[START OF Records]

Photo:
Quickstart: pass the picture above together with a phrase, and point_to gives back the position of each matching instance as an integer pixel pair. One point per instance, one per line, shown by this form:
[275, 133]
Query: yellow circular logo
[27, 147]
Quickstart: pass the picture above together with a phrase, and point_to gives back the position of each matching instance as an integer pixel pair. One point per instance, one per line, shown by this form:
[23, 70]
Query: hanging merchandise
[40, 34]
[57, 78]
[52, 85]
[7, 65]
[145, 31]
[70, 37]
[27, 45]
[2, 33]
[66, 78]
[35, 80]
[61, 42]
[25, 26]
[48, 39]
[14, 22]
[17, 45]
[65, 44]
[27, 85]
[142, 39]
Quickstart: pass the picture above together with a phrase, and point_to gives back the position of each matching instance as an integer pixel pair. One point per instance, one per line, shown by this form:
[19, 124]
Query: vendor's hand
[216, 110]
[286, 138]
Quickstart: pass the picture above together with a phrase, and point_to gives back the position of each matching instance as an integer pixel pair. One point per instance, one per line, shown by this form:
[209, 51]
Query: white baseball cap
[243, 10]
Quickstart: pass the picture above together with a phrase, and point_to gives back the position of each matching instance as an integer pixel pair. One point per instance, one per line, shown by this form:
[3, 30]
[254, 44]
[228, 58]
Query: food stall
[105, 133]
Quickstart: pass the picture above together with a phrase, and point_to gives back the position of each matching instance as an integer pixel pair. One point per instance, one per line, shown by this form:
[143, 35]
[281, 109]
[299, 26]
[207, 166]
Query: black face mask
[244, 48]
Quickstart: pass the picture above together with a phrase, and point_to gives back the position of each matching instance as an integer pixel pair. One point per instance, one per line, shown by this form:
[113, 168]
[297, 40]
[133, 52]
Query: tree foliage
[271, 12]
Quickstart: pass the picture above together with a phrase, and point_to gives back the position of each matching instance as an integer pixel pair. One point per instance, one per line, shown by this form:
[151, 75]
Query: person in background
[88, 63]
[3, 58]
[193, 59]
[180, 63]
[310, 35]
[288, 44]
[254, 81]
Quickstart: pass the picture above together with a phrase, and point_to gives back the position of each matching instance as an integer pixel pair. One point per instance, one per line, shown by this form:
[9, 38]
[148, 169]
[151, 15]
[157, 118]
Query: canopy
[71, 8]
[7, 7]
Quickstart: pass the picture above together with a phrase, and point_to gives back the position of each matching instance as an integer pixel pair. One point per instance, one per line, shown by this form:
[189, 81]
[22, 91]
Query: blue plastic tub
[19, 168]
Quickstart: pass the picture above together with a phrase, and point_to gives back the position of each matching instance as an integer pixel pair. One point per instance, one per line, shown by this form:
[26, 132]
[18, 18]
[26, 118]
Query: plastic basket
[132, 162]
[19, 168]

[END OF Records]

§ Set task: Recopy the entries above exactly, with every line included.

§ In response:
Photo:
Quickstart: pass the picture above together with a phrase, and point_to gives back the position of each matching instance as an integer pixel pair. One point per instance, one per line, shown by this form:
[275, 133]
Query: yellow circular logo
[27, 147]
Quickstart: pass the picture above together with a phrase, and point_to gives back the position of each matching instance as an integer pixel pair. One point per instance, one per line, shown by this form:
[23, 70]
Query: hanging merchandise
[40, 34]
[57, 78]
[52, 85]
[7, 65]
[145, 31]
[70, 37]
[27, 45]
[2, 33]
[66, 78]
[35, 80]
[61, 42]
[25, 26]
[48, 39]
[14, 22]
[17, 45]
[65, 44]
[27, 85]
[142, 39]
Quickstart: pass the picture above together with a phrase, and point_to gives back the position of each matching instance as an integer pixel pair. One point per instance, one per line, shown by this form:
[19, 124]
Query: vendor's hand
[216, 110]
[286, 138]
Quickstart: pass the picture above together with a phrase, and point_to gives back the position of each matching instance as an integer pixel pair. One point per instance, one per line, shown by this form:
[209, 51]
Query: white baseball cap
[243, 10]
Quickstart: pass the picture above together with a phrase, and point_to gives back the position of each matching instance as an integer pixel pair. One point per instance, one per line, shown by this form:
[3, 30]
[254, 44]
[228, 58]
Query: food stall
[105, 133]
Quickstart: pass the picture above together with a phrase, and point_to gives back the position of each matching instance as an integer pixel pair. One point per instance, one per line, shown by this form:
[143, 35]
[281, 109]
[299, 26]
[207, 166]
Query: black face mask
[244, 48]
Quickstart: pass the picture above together with a phrase, and point_to gives back the position of each matching instance as an integer pixel pair. One point per instance, one per line, shown by this form:
[113, 168]
[297, 40]
[133, 52]
Query: tree foliage
[271, 12]
Quickstart: pass the picture above together with a phrase, and point_to gives back the position of each matching instance as an integer pixel pair. One point per instance, one per line, shown by this form:
[151, 75]
Query: person in background
[88, 63]
[3, 58]
[193, 59]
[180, 63]
[310, 35]
[288, 44]
[254, 81]
Quickstart: pass the picture above together with a phrase, and point_to gives back the position of each matching instance as an integer pixel pair. One point per instance, one per line, shown by this form:
[9, 38]
[148, 169]
[151, 15]
[157, 118]
Query: canopy
[71, 8]
[7, 7]
Quickstart: pass the picture above together with a phrase, and point_to gives back the position of each matching instance as an integer pixel pair. One point per instance, one per line, shown by this form:
[189, 81]
[22, 91]
Query: blue plastic tub
[19, 168]
Quickstart: pass the picture above together with a phrase, and point_to gives back the position of each matching instance as an integer pixel pair. One point per instance, one per line, shown by this form:
[26, 132]
[18, 18]
[26, 118]
Query: plastic basket
[132, 162]
[19, 168]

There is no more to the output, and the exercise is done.